WRITTEN EXERCISE:
Change every "field scouting" in the items below to "roof inspection" and reproduce the items otherwise unchanged. Leave the pictures out.

SUPPLIED DATA:

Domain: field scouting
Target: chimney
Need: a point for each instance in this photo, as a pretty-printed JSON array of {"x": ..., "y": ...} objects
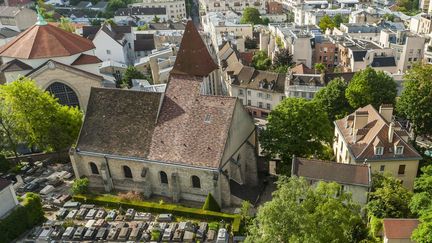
[
  {"x": 386, "y": 111},
  {"x": 391, "y": 132},
  {"x": 360, "y": 119}
]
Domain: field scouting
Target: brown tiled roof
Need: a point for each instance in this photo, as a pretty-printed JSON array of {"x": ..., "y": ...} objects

EXERCISE OUTPUT:
Domain: roof inspection
Target: chimney
Need: a point for each instance in this photo, as a pretty-printed JSON array of {"x": ..., "y": ...} objects
[
  {"x": 386, "y": 111},
  {"x": 391, "y": 132},
  {"x": 360, "y": 119}
]
Domain: roof inspection
Target: brown tiled roof
Need: a point for each instance in this photo, as a pretty-printed JSON array of {"x": ..., "y": ...} objects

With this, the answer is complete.